_Your instructions:_ Please return the records below exactly as they stand, with the pictures removed.

Top of Material for the task

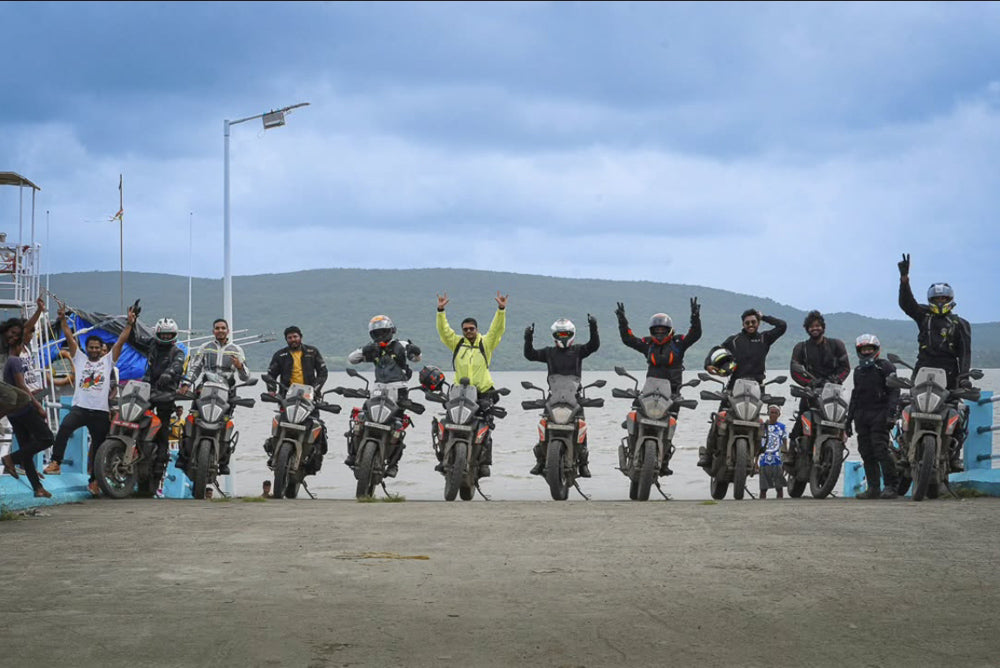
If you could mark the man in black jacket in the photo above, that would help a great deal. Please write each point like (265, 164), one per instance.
(298, 363)
(826, 361)
(749, 348)
(872, 409)
(565, 358)
(944, 341)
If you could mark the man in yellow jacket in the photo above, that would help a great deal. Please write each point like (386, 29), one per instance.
(471, 356)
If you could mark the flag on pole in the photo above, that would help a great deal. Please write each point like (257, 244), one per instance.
(121, 203)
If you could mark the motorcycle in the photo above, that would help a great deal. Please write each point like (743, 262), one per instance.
(128, 455)
(931, 423)
(378, 428)
(820, 452)
(650, 426)
(562, 429)
(460, 437)
(209, 429)
(294, 434)
(739, 430)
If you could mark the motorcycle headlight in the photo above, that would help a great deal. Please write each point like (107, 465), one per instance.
(561, 414)
(210, 412)
(379, 413)
(928, 402)
(655, 407)
(460, 414)
(746, 410)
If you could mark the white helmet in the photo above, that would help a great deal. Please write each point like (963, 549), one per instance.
(563, 332)
(165, 330)
(864, 341)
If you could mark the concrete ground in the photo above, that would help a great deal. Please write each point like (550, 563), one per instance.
(340, 583)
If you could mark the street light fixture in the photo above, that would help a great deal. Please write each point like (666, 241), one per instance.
(271, 119)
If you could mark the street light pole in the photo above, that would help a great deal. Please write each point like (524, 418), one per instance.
(272, 119)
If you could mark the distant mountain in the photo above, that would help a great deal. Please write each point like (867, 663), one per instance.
(333, 306)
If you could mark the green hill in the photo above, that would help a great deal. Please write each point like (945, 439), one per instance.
(333, 306)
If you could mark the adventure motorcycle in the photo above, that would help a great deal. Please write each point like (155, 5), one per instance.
(295, 433)
(933, 421)
(739, 430)
(648, 447)
(128, 455)
(820, 452)
(461, 436)
(562, 429)
(377, 430)
(209, 430)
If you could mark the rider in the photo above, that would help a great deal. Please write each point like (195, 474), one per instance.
(300, 363)
(471, 356)
(664, 350)
(747, 350)
(944, 340)
(164, 370)
(390, 357)
(565, 358)
(872, 409)
(826, 361)
(221, 357)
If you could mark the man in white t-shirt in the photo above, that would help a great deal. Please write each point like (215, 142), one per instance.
(93, 373)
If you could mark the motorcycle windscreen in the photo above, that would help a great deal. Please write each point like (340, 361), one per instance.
(746, 399)
(655, 398)
(213, 401)
(381, 406)
(930, 390)
(463, 402)
(133, 400)
(299, 402)
(834, 405)
(562, 403)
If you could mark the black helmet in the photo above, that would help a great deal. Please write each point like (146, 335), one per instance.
(431, 378)
(661, 320)
(381, 329)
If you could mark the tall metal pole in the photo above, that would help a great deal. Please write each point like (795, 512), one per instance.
(190, 268)
(227, 280)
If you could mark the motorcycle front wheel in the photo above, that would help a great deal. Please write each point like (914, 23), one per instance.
(113, 478)
(742, 447)
(825, 473)
(555, 471)
(366, 470)
(455, 472)
(925, 467)
(282, 470)
(202, 463)
(647, 474)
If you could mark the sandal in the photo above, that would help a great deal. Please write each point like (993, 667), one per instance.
(9, 468)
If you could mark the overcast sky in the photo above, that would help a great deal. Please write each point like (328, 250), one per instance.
(789, 150)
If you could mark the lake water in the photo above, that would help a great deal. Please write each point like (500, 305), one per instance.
(513, 440)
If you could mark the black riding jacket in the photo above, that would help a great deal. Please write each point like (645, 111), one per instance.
(750, 352)
(945, 341)
(871, 395)
(313, 367)
(826, 360)
(663, 360)
(563, 361)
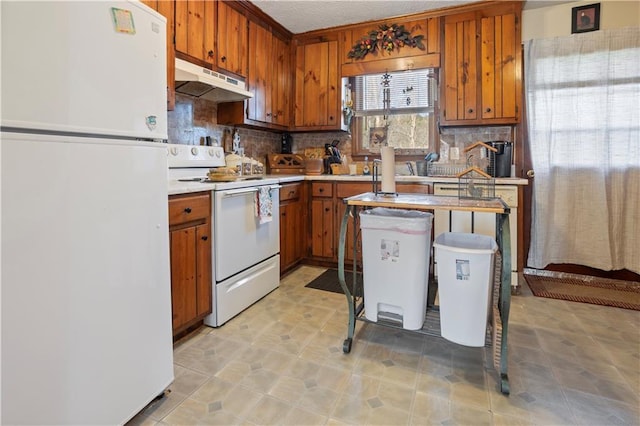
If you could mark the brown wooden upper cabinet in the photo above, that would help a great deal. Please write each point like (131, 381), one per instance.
(166, 9)
(269, 70)
(195, 30)
(405, 57)
(318, 91)
(231, 39)
(480, 80)
(269, 79)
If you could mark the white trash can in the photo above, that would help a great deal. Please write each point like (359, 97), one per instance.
(465, 274)
(395, 263)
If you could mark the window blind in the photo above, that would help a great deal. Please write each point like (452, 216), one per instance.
(410, 92)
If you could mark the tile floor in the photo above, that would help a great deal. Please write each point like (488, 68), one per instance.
(281, 363)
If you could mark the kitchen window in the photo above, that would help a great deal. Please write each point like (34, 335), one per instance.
(395, 109)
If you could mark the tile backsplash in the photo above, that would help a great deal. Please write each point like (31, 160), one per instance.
(193, 119)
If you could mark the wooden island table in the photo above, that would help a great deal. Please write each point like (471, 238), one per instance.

Bottom of Material for the task

_Answer for this exercise:_
If you could mark the man in black jacket in the photo above, that would help a great deal. Please write each point like (265, 164), one per instance.
(298, 363)
(826, 361)
(749, 348)
(872, 409)
(565, 358)
(944, 341)
If you could mark the man in yellow jacket in the photo above, that would help a great deal. Please write each point like (386, 29), one per instance.
(471, 356)
If you could mark the flag on pole in the photo above, that would help a great deal. Please write each point like (257, 244), one per instance.
(121, 203)
If you could mark the motorcycle in the photo above, that would help a great deal. Please write each point like (743, 262), one per instance.
(128, 455)
(931, 423)
(378, 428)
(820, 452)
(650, 426)
(562, 429)
(460, 437)
(209, 429)
(294, 434)
(739, 430)
If you could mark the motorcycle headlight in the photo above, that would help a great deal. Please write each point like (107, 465), one per instance.
(561, 414)
(210, 412)
(379, 413)
(928, 402)
(655, 407)
(460, 414)
(746, 410)
If you could mark the white helmet in the photo above, that would help a great deal. Please write each point like (963, 549), one per instance.
(563, 332)
(165, 330)
(864, 341)
If you could mark the concrete ground in the photo above, that would help a great deal. Please write each point like (550, 563), one per instance.
(340, 583)
If you could mark the street light fixture in the photo above, that would help a great deal. Please write each point like (666, 241), one per instance.
(271, 119)
If you could mark the street light pole in the photo above, that would help a great deal. Please write each point like (524, 418), one per instance.
(272, 119)
If you could mark the distant mountain in the photo above, that would help a great deal. Please write each point like (867, 663), one per instance.
(333, 306)
If you could mark the green hill in the photo above, that would help a great deal. Please write each point like (945, 439), one per instance.
(333, 306)
If you could mark the adventure motorcycle in the photo above, that would help a great deal. Please write each point like (155, 5), one per instance.
(295, 433)
(933, 421)
(739, 430)
(648, 447)
(128, 455)
(820, 452)
(461, 436)
(562, 429)
(377, 430)
(209, 430)
If you could mark the rider in the photo above, that would help a great deal. Please write each point like (195, 474), one per instance.
(300, 363)
(471, 356)
(664, 350)
(747, 350)
(944, 340)
(164, 370)
(390, 357)
(565, 358)
(872, 409)
(826, 361)
(221, 357)
If you could mark the man in white t-shirt in the photo above, that would help a great deal. Please write each point like (215, 142), one per instance.
(93, 373)
If you could mark the motorcycle windscreen in the photo above, that would help a great deal. Please write each point like (340, 361), one per instance.
(746, 399)
(655, 398)
(213, 401)
(381, 406)
(930, 390)
(463, 402)
(133, 400)
(299, 402)
(834, 405)
(562, 403)
If you could mark the black helmet in the photo above, that would help a great deal. Please write each point like (146, 335), one per instance.
(431, 378)
(661, 320)
(381, 329)
If you could mark the tall metal pole in the photo above, that would help a great deal. Please write each point like (795, 512), one per instance.
(190, 268)
(227, 280)
If you could mark the motorcycle front wheel in the photo above, that would help a great deal. Please write each point like (914, 23), one per instance.
(113, 478)
(742, 447)
(825, 473)
(555, 471)
(366, 470)
(455, 472)
(925, 467)
(282, 470)
(202, 463)
(647, 474)
If you could mark the sandal in the photo above, that would help a great deal. Please write each point like (993, 667), one per instance.
(9, 468)
If you could mark the overcast sky in the photo above, that would help a great deal. Please write each point like (328, 250), one per instance.
(789, 150)
If you could mark the lake water in the photo above, that would help a great deal. Please write each point like (500, 305), one per instance.
(513, 440)
If you could mark the black riding jacket in the photo above, that would help a great deal. Please write each point like (645, 111), one per instance.
(750, 352)
(945, 341)
(871, 395)
(313, 367)
(826, 360)
(663, 360)
(563, 361)
If you could mark the brown wooden upper cabinet in the photo above, that would help a great deal. Please write each point like (131, 381), one per instance.
(166, 9)
(269, 70)
(195, 30)
(405, 57)
(318, 91)
(231, 39)
(480, 80)
(269, 79)
If you could mark the white trash can in the photo above, that would help a great deal. Please write each point like (359, 97), one per instance.
(465, 274)
(395, 263)
If you could mark the window blind in the photo above, that would help a great deal. Please write each point like (452, 216), one per instance.
(410, 92)
If you could mark the tile floor in the photo above, that would help a great deal. Please write each point like (488, 68), one per instance.
(281, 363)
If you could mark the kitchen window in the photo above, that would help a great deal. Please write each point like (34, 335), one per instance.
(395, 109)
If you could mark the tile backsplash in the photo above, that would help a great deal. Please write each point like (31, 160), one per instance.
(193, 119)
If you could mark the wooden island table in the photo above, that would help a great deal. Please write each point like (471, 238), one per instance.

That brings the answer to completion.